--- Given instruction ---
Reproduce the items verbatim, starting at the line that contains "task | indicate the ukrainian" and continuing through the end of the items, both ends included. Omit the pictures from your output.
== Task material
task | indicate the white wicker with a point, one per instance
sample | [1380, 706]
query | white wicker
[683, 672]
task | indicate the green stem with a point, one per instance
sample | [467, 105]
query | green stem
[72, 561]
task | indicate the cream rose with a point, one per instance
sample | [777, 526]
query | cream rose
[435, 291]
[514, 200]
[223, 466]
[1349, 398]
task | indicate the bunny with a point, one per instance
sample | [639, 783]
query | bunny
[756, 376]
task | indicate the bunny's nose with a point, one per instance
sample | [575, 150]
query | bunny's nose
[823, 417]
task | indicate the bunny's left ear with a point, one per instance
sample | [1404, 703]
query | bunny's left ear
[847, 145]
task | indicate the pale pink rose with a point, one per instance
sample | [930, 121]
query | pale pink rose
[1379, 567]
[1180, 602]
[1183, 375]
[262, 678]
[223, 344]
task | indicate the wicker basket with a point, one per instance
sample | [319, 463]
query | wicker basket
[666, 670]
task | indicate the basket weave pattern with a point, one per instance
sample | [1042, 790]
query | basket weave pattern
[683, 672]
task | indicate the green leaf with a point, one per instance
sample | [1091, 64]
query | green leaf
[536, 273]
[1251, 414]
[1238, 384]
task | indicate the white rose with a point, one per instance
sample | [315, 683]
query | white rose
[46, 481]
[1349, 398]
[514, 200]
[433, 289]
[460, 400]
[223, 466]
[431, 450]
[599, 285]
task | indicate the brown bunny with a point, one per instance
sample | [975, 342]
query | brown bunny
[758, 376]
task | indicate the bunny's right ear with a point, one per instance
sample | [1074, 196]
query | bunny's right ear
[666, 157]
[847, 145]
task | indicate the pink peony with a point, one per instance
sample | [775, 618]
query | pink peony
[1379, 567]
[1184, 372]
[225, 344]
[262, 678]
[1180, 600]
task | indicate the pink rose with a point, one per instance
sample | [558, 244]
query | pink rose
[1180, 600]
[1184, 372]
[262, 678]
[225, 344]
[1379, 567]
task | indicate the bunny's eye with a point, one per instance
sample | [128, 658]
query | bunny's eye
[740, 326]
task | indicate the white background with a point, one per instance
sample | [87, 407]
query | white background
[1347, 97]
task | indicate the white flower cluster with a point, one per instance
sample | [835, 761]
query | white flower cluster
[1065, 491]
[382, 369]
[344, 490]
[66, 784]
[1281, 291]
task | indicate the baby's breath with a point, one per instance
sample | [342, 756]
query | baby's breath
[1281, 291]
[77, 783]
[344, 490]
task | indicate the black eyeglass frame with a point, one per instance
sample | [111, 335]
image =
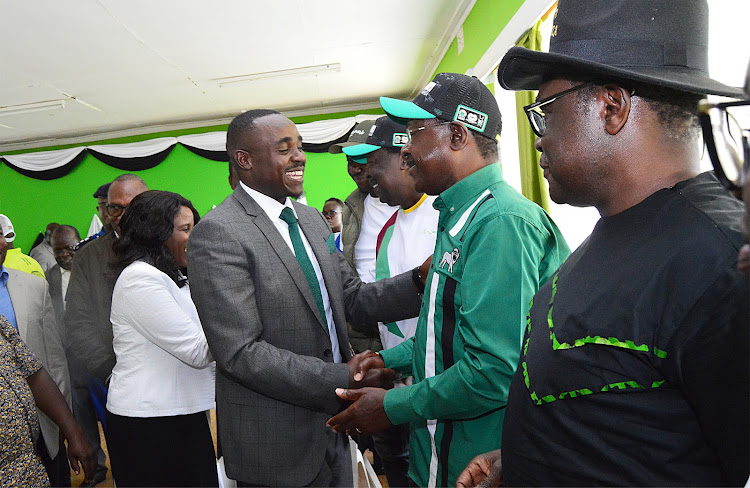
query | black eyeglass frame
[537, 120]
[704, 107]
[114, 210]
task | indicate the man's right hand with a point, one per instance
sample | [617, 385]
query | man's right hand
[368, 369]
[483, 471]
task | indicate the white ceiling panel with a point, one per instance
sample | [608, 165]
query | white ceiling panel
[126, 67]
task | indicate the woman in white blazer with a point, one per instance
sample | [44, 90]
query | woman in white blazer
[163, 381]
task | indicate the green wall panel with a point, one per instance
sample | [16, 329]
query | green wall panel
[31, 204]
[485, 22]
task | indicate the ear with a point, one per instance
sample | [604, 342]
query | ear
[243, 159]
[459, 136]
[616, 107]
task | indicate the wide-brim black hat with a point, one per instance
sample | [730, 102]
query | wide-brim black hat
[659, 42]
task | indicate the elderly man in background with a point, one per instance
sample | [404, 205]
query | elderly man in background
[42, 253]
[89, 299]
[15, 258]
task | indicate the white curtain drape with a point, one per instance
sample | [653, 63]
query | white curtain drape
[319, 132]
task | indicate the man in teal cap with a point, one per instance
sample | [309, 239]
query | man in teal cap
[405, 240]
[494, 250]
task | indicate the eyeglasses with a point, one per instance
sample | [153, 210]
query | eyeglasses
[64, 250]
[728, 144]
[536, 115]
[410, 132]
[115, 210]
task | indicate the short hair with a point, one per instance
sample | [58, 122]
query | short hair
[242, 124]
[146, 226]
[66, 229]
[677, 111]
[334, 199]
[487, 147]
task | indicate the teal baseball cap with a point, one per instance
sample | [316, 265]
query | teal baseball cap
[384, 133]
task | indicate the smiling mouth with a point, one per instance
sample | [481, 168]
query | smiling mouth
[296, 174]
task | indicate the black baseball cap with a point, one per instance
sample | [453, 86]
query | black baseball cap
[385, 133]
[451, 97]
[358, 135]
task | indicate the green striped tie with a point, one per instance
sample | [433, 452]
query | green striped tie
[303, 259]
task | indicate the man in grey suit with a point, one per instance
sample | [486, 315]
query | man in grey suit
[272, 302]
[26, 303]
[64, 239]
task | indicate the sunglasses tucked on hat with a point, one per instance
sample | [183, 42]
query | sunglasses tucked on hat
[358, 135]
[658, 42]
[451, 97]
[385, 133]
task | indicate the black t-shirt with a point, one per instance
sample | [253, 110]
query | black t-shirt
[634, 367]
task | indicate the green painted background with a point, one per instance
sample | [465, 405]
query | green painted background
[31, 204]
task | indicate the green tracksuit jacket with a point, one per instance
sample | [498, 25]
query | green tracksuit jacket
[494, 250]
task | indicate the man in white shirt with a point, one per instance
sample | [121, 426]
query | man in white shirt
[63, 239]
[406, 239]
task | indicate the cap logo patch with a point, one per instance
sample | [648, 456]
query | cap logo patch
[400, 139]
[474, 119]
[428, 88]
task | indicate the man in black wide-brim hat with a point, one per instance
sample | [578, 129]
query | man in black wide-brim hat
[634, 367]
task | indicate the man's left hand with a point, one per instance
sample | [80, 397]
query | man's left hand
[365, 416]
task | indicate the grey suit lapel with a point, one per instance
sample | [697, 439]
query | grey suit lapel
[327, 267]
[266, 227]
[18, 294]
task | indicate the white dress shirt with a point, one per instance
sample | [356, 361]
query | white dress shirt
[64, 280]
[273, 209]
[376, 215]
[163, 367]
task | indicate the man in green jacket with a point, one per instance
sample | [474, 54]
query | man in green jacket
[494, 250]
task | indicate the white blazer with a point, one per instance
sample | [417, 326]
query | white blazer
[163, 366]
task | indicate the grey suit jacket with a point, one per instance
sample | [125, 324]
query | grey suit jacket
[276, 380]
[54, 278]
[89, 300]
[38, 330]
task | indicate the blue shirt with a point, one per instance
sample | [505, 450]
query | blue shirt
[6, 306]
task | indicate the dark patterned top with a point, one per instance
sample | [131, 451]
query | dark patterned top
[19, 427]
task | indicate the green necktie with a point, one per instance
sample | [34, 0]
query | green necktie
[303, 259]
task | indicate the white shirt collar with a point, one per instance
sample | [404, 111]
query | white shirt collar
[271, 207]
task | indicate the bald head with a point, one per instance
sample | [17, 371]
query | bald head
[121, 192]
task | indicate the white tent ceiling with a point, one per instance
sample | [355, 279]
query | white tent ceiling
[125, 67]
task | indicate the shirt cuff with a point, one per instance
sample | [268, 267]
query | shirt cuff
[397, 406]
[396, 358]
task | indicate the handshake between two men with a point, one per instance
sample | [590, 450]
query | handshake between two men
[366, 415]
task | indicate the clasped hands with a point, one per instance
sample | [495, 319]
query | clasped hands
[369, 381]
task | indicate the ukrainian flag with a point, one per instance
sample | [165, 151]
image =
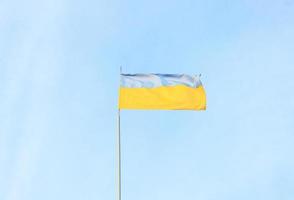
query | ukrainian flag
[162, 92]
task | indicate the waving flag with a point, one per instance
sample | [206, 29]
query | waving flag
[161, 91]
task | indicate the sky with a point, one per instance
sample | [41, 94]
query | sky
[59, 78]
====
--- Response to this exercise ---
task | indicate the ukrainian flag with a point, one per instance
sample | [165, 151]
image =
query | ukrainian flag
[162, 92]
task | indicate the waving flag with a point, one per instance
sample | [206, 29]
query | waving flag
[161, 91]
task | indicate the sky with a point, one per instance
sample | [41, 94]
query | sky
[59, 78]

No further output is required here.